_Short problem 1_
Answer these questions about the LLVM review summary:
(a) Who authored the change?
(b) In which function are each argument's offset from the stack pointer and the total stack adjustment recorded for a preallocated call?
(c) In X86TargetLowering::EmitInstrWithCustomInserter(), what is the setup node lowered to?

This is an archive of the discontinued LLVM Phabricator instance.

[X86] Codegen for preallocated
ClosedPublic

Authored by aeubanks on Apr 7 2020, 4:31 PM.

Details

Summary

See https://reviews.llvm.org/D74651 for the preallocated IR constructs
and LangRef changes.

In X86TargetLowering::LowerCall(), if a call is preallocated, record
each argument's offset from the stack pointer and the total stack
adjustment. Associate the call Value with an integer index. Store the
info in X86MachineFunctionInfo with the integer index as the key.

This adds two new target independent ISDOpcodes and two new target
dependent Opcodes corresponding to @llvm.call.preallocated.{setup,arg}.

The setup ISelDAG node takes in a chain and outputs a chain and a
SrcValue of the preallocated call Value. It is lowered to a target
dependent node with the SrcValue replaced with the integer index key by
looking in X86MachineFunctionInfo. In
X86TargetLowering::EmitInstrWithCustomInserter() this is lowered to an
%esp adjustment, the exact amount determined by looking in
X86MachineFunctionInfo with the integer index key.

The arg ISelDAG node takes in a chain, a SrcValue of the preallocated
call Value, and the arg index int constant. It produces a chain and the
pointer fo the arg. It is lowered to a target dependent node with the
SrcValue replaced with the integer index key by looking in
X86MachineFunctionInfo. In
X86TargetLowering::EmitInstrWithCustomInserter() this is lowered to a
lea of the stack pointer plus an offset determined by looking in
X86MachineFunctionInfo with the integer index key.

_Short problem 2_
Show every line in the rows below that contains the word "stone".

(Dataset items)
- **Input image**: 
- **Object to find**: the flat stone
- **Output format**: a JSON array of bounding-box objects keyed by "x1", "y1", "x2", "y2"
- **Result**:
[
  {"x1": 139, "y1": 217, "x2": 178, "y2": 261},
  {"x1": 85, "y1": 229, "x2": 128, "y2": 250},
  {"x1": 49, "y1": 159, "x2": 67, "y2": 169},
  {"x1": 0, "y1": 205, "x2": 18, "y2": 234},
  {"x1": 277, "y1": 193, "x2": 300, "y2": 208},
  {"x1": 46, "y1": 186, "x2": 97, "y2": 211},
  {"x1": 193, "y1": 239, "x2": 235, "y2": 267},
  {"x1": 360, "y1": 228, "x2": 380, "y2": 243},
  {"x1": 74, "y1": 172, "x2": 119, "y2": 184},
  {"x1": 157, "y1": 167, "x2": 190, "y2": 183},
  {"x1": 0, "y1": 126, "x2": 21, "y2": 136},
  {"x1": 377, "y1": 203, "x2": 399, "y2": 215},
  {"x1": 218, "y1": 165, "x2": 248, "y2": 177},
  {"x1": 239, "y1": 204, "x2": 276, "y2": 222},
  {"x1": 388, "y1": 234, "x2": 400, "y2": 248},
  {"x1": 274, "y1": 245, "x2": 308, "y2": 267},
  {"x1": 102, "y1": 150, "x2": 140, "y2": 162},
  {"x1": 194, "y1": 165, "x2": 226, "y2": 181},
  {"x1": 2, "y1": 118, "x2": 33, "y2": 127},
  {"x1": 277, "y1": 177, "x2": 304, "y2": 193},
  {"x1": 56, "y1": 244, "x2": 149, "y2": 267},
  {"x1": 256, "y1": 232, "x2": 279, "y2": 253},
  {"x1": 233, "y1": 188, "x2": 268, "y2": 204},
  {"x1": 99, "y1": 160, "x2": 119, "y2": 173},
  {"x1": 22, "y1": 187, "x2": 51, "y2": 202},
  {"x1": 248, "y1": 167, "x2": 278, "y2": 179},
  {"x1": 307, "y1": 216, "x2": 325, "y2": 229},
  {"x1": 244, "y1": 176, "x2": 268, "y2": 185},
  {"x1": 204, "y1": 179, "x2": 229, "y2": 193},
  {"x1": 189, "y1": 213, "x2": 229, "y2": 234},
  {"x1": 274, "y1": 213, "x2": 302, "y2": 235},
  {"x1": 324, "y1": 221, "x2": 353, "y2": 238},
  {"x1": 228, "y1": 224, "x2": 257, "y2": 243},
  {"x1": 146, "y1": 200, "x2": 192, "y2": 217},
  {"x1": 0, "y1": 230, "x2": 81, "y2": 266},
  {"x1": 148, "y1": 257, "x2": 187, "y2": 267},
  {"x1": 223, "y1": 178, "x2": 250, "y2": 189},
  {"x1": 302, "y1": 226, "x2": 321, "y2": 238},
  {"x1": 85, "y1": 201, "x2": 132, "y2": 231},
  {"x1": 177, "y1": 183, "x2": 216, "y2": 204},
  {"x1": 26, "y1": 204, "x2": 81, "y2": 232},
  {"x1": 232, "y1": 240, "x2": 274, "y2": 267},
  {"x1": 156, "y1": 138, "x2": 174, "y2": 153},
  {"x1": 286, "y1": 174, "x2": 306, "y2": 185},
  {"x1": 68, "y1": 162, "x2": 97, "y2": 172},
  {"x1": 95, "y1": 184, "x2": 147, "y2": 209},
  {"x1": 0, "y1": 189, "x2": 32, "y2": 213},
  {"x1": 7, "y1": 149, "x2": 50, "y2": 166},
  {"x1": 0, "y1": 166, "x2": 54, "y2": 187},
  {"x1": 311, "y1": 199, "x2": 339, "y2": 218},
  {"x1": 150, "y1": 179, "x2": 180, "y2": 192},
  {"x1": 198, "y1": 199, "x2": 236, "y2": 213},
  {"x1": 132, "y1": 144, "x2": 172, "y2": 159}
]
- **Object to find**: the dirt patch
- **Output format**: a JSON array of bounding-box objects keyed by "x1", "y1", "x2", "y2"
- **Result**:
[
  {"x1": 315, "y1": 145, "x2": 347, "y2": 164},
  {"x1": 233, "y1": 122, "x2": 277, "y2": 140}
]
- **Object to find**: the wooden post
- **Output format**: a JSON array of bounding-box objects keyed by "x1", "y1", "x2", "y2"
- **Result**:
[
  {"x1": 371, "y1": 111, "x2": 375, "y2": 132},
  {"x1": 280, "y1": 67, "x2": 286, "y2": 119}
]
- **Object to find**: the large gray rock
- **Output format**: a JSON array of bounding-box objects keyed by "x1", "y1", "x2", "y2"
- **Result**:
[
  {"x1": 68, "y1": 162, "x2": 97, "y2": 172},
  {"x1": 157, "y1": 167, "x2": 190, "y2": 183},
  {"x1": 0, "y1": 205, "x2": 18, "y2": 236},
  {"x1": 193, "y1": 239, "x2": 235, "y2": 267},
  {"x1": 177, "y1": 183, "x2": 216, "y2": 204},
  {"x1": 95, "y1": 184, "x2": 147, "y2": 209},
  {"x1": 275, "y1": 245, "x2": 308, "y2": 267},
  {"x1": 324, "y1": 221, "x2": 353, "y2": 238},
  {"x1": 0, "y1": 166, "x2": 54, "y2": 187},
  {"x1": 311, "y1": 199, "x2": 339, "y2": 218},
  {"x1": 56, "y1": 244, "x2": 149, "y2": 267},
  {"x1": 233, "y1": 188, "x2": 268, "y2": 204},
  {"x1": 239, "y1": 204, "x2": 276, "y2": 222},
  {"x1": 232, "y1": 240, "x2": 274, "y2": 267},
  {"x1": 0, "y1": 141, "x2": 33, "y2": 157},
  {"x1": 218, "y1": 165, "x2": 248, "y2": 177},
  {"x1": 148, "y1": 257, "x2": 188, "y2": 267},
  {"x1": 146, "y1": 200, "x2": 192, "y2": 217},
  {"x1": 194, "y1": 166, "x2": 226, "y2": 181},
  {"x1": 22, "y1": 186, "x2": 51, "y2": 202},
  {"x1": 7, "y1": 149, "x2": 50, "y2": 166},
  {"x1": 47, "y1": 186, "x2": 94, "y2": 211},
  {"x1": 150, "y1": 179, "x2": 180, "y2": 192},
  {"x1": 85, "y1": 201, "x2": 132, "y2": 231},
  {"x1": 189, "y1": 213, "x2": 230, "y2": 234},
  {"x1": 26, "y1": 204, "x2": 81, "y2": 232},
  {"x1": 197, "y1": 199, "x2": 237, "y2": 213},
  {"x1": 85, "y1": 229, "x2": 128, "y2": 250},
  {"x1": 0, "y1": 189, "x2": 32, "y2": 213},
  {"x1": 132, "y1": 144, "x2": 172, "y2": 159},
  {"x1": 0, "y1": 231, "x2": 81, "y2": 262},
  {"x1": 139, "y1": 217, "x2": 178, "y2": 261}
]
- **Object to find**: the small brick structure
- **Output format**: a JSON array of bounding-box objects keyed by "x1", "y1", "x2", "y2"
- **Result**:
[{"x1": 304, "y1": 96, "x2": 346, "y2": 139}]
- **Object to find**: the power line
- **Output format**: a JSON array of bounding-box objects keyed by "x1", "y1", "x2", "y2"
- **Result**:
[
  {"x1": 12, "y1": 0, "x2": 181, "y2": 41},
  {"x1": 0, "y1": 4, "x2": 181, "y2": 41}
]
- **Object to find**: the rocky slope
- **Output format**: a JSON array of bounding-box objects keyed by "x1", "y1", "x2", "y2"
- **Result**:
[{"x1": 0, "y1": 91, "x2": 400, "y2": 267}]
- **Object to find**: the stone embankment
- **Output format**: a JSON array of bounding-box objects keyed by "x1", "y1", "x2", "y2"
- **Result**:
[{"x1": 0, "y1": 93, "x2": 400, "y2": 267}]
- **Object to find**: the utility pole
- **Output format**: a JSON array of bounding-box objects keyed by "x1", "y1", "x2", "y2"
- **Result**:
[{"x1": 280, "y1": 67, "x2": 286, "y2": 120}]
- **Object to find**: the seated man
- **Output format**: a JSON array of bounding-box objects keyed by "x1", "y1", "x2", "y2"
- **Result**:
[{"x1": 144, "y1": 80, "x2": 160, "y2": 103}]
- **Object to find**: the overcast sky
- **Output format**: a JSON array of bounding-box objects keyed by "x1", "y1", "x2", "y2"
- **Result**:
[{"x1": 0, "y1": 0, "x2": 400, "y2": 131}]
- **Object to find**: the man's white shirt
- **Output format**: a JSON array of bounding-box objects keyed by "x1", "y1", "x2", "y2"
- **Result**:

_Reply 1_
(a) aeubanks
(b) X86TargetLowering::LowerCall()
(c) An %esp adjustment, with the exact amount found by looking in X86MachineFunctionInfo with the integer index key.

_Reply 2_
- **Object to find**: the flat stone
- **Object to find**: the stone embankment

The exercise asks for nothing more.